### [INSTRUÇÕES DO EXERCÍCIO]
(a) Relacione, na ordem em que aparecem, todas as palavras terminadas em "-ção" no singular presentes no texto sobre monitorização cardíaca no AVCI.
(b) Reproduza fielmente o trecho do texto sobre monitorização cardíaca no AVCI que começa em "Aproximadamente 20 a" e termina em "tem implicações terapêuticas.".
(c) Dê continuidade ao texto sobre monitorização cardíaca no AVCI a partir do ponto em que ele se encerra.

### [TEXTO DO EXERCÍCIO]
══════

Aproximadamente 20 a 40% dos casos de AVCI não têm etiologia definida a despeito de uma avaliação clínica detalhada. Considerando-se que o tratamento com anticoagulante oral não é recomendado em pacientes com AVCI sem o diagnóstico confirmado de FA, a monitorização cardíaca prolongada é particularmente importante nessa situação já que a documentação arrítmica tem implicações terapêuticas.

══════

### [DADOS EXTRAÍDOS]
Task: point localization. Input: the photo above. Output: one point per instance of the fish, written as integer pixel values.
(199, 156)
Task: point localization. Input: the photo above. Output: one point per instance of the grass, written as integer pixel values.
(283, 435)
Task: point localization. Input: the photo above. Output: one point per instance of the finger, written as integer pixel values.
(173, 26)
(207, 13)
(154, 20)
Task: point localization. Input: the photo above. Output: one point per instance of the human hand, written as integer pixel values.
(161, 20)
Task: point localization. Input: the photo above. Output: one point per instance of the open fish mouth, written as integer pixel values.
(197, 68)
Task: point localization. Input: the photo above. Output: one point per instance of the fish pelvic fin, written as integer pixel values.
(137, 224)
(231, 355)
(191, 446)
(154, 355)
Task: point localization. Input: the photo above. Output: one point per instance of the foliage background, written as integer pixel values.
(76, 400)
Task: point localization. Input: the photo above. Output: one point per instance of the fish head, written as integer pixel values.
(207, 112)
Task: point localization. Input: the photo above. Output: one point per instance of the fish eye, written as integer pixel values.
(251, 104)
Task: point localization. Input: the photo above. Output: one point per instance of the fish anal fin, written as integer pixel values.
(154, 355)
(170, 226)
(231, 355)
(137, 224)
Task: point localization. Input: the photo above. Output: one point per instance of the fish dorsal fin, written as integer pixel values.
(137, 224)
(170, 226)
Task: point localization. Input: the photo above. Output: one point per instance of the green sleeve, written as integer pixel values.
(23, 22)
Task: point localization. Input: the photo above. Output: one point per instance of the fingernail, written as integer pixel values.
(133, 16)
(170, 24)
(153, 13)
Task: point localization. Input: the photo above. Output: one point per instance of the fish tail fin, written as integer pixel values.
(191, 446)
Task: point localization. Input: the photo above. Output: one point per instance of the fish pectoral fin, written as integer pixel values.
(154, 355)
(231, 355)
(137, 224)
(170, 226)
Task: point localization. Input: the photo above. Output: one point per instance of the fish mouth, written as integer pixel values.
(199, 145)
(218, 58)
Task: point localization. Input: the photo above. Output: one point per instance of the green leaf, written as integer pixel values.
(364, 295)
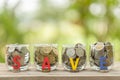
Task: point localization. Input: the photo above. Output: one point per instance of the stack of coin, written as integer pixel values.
(45, 50)
(98, 50)
(74, 52)
(17, 50)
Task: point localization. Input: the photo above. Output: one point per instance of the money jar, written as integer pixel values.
(17, 57)
(46, 57)
(74, 57)
(101, 56)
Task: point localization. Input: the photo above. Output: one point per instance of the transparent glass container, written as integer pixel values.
(17, 57)
(46, 50)
(74, 52)
(101, 50)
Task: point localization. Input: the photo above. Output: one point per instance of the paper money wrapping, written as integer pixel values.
(74, 52)
(98, 50)
(17, 50)
(46, 50)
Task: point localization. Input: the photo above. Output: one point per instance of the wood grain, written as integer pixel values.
(60, 74)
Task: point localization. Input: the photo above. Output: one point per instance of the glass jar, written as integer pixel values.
(43, 51)
(101, 56)
(17, 57)
(74, 55)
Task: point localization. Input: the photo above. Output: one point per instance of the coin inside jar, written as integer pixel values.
(70, 52)
(99, 50)
(17, 57)
(46, 51)
(75, 55)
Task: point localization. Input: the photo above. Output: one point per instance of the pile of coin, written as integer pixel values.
(74, 52)
(22, 51)
(46, 50)
(98, 50)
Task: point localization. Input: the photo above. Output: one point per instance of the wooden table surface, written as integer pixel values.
(60, 74)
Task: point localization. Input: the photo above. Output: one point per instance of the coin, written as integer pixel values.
(70, 52)
(99, 50)
(45, 50)
(79, 52)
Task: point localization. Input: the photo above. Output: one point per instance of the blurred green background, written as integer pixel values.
(59, 21)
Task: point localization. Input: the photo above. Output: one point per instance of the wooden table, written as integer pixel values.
(60, 74)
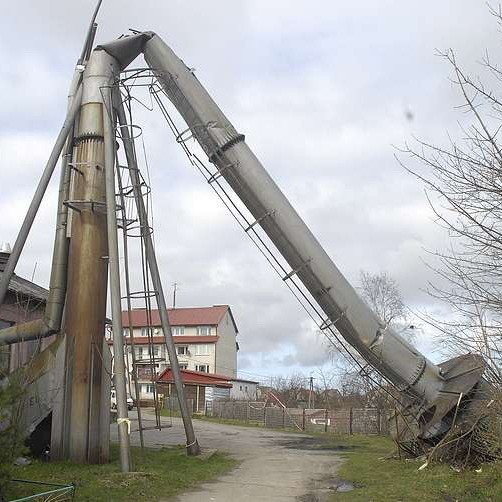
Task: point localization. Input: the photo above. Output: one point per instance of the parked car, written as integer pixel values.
(113, 401)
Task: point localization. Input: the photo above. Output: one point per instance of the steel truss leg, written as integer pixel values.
(39, 194)
(114, 271)
(192, 444)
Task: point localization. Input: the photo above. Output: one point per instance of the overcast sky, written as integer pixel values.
(322, 91)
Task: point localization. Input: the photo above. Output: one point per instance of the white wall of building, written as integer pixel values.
(226, 353)
(244, 390)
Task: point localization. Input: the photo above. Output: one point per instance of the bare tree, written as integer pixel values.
(381, 293)
(463, 184)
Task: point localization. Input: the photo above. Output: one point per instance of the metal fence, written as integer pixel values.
(341, 420)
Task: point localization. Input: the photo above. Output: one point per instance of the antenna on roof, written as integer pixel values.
(175, 288)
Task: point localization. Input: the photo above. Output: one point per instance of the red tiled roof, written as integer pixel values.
(196, 378)
(189, 316)
(144, 340)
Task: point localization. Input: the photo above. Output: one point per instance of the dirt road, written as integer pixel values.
(274, 466)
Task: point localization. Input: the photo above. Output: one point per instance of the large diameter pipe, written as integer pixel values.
(114, 273)
(59, 269)
(192, 444)
(38, 196)
(378, 344)
(85, 308)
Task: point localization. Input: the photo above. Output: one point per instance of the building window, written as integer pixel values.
(204, 330)
(149, 388)
(201, 349)
(146, 331)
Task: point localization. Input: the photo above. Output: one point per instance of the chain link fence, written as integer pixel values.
(341, 420)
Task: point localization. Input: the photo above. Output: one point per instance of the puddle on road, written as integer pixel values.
(313, 443)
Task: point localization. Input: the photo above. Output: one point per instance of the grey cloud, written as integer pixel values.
(320, 94)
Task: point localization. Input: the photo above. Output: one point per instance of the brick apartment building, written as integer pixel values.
(205, 340)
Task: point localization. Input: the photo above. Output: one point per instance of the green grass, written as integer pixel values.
(390, 479)
(159, 473)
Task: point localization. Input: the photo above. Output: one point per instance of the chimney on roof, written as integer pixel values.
(5, 251)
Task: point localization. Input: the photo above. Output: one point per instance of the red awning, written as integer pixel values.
(196, 378)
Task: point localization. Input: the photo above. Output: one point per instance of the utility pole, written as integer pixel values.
(175, 288)
(311, 392)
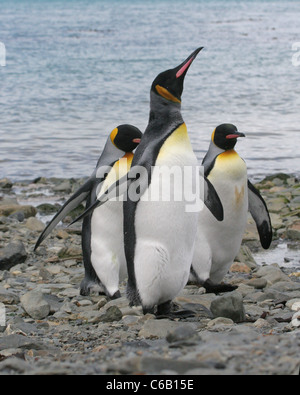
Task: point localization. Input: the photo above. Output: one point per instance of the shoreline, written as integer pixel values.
(51, 329)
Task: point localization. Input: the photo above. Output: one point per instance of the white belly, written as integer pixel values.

══════

### [GABARITO]
(a) avaliação, monitorização, situação, documentação

(b)
Aproximadamente 20 a 40% dos casos de AVCI não têm etiologia definida a despeito de uma avaliação clínica detalhada. Considerando-se que o tratamento com anticoagulante oral não é recomendado em pacientes com AVCI sem o diagnóstico confirmado de FA, a monitorização cardíaca prolongada é particularmente importante nessa situação já que a documentação arrítmica tem implicações terapêuticas.

(c)
Estudos mostram que a detecção de FA em pacientes admitidos com isquemia cerebral e que se apresentam em ritmo sinusal é baixa nos primeiros dias (5-6% nas primeiras 24-48h). Já a monitorização por 7 dias resulta num incremento modesto para 12% (6). No estudo CRYSTAL AF, no qual os pacientes foram randomicamente acompanhados com monitorização contínua vs controle usual, as taxas de detecção de FA foram significativamente maiores no grupo monitorização (8,9% vs 1,4% aos 6 meses, respectivamente e 12,4% vs 2% aos 12 meses, respectivamente. Interessantemente, o diagnóstico de FA ocorreu, em média, 84 dias após o evento cerebral (7). Estudo prospectivo com 100 pacientes com AVCI criptogênico mostrou maiores taxas de detecção de FA subclínica com a monitorização precoce (iniciada logo após a alta hospitalar) (22%) comparado com a monitorização tardia (6%) (8). Essas observações reforçam a importância da monitorização precoce e prolongada em pacientes com AVC sem etiologia esclarecida nos quais a FA é a principal hipótese etiológica.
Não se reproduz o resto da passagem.